Quoted passage ::
--- START ---

I can’t help it. I love time travel stories.


Time travel is just a fascinating idea. I’ve always thought so. Apparently, a lot of other people think so too, based on the popularity of time travel books, movies and TV shows. Of course, it would really make a mess of things, but what fun to imagine going backward or forward through time. I use a time travel motif in my second novel, “The Time Telephone.” The story is a serious one, as time travel stories sometimes are. A teenage girl is trying to call the past to save her mother’s life.

I’ve been thinking lately about my favorite time travel books and movies. I enjoyed the first several books in Diana Gabaldon’s “Outlander” series where a 1940s nurse falls through time to the early 1700s in the Scottish Highlands. The books are now a TV series on Starz. Of course, the 1960 movie “The Time Machine” was very exciting – and scary – traveling to a distant future when dumb humans live above ground and sinister quasi-humans live in caves. My favorite recent time travel flicks are “About Time,” “The Time Traveler’s Wife,” “Kate and Leopold,” and “The Lake House.” Although “The Lake House” is a bit like my novel in that there is no actual time travel but rather, there is communication through time. I can’t leave out the “Back to the Future” movies – loved the first two, especially – and “Groundhog Day.” “Timeline,” based on the Michael Crichton novel, was also fun to watch. There are plenty of others, including “Edge of Tomorrow,” the Tom Cruise movie, though it's a bit too violent for me to watch.

And don’t you love reading reviews of time travel stories where reviewers complain about the flaws in the stories with their talk of time paradoxes and temporal anomalies? ALL time travel stories are flawed! But that doesn’t stop me from enjoying them.

--- END ---

Stated goal 1 :: Print the stretch of the time travel piece from "And don’t you" through "from enjoying them.".
Stated goal 2 :: Turn all the entries below into a two-column CSV with the headers text and answer, one row for each entry, each value in a single quoted field with line breaks replaced by spaces. Leave the pictures out.

Material for the task ::
--- START ---

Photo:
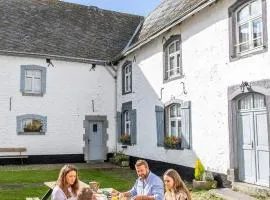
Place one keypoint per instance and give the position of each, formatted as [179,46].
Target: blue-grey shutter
[22,81]
[186,125]
[43,80]
[133,127]
[160,125]
[118,125]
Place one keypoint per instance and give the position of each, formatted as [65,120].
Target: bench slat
[14,156]
[19,149]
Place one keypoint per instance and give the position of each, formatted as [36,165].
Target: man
[148,186]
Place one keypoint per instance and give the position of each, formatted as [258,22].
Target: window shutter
[22,78]
[165,64]
[118,125]
[133,128]
[160,125]
[43,80]
[167,121]
[186,127]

--- END ---

Full response 1 ::
And don’t you love reading reviews of time travel stories where reviewers complain about the flaws in the stories with their talk of time paradoxes and temporal anomalies? ALL time travel stories are flawed! But that doesn’t stop me from enjoying them.

Full response 2 ::
text,answer
"Photo: Place one keypoint per instance and give the position of each, formatted as [179,46]. Target: blue-grey shutter","[22,81] [186,125] [43,80] [133,127] [160,125] [118,125]"
"Place one keypoint per instance and give the position of each, formatted as [65,120]. Target: bench slat","[14,156] [19,149]"
"Place one keypoint per instance and give the position of each, formatted as [36,165]. Target: man","[148,186]"
"Place one keypoint per instance and give the position of each, formatted as [258,22]. Target: window shutter","[22,78] [165,64] [118,125] [133,128] [160,125] [43,80] [167,121] [186,127]"